ML training (i.e., step (i)) is performed on traditional vN architecture computers (e.g., CPU/GPU) by using the training codes we open-sourced online53, which are programmed purposefully based on TensorFlow54 to help users train ML models that are compatible with the unique NvN computer proposed here. To accomplish step (i), the training samples should be prepared first. This can be done by using either the active learning tools26,29,30, or the brute-force (i.e., less efficient) DFT-based AIMD sampling55,56. Then, these training samples are used as inputs of our training codes53, which output the ML models. Our training procedure is comparatively speaking more complicated than that of the established MLMD26,27—it consists of not only the continuous neural network (CNN) training of the established MLMD, but also an additional step of quantized neural network (QNN) training (Section Quantized neural network) which uses CNN results as inputs. Typically, the CNN training uses a large number of training steps (e.g., 1 × 106) with a high learning rate (e.g., 2 × 10−2); and the subsequent QNN training uses a small number of training steps (e.g., 1 × 104) and a low learning rate (e.g., 2 × 10−7), as it only needs to minimize the small error induced by quantization from CNN to QNN.
################
In the passage on ML training, what does the quantized neural network training step use as its inputs?

Data listing
################
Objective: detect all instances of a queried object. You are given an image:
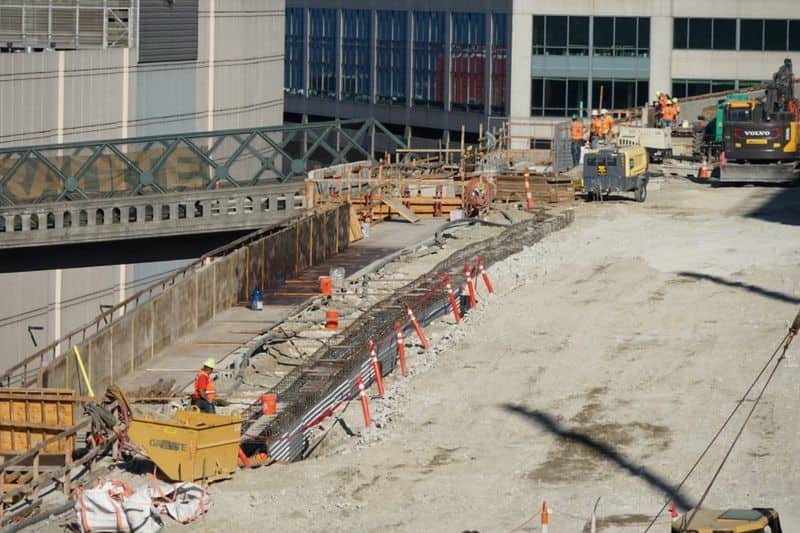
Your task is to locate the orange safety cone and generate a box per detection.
[394,322,408,377]
[522,167,533,209]
[542,501,550,533]
[406,304,431,350]
[442,274,461,324]
[478,257,494,294]
[358,374,372,427]
[369,339,383,396]
[464,261,478,308]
################
Output of the exercise
It uses the results of the continuous neural network (CNN) training.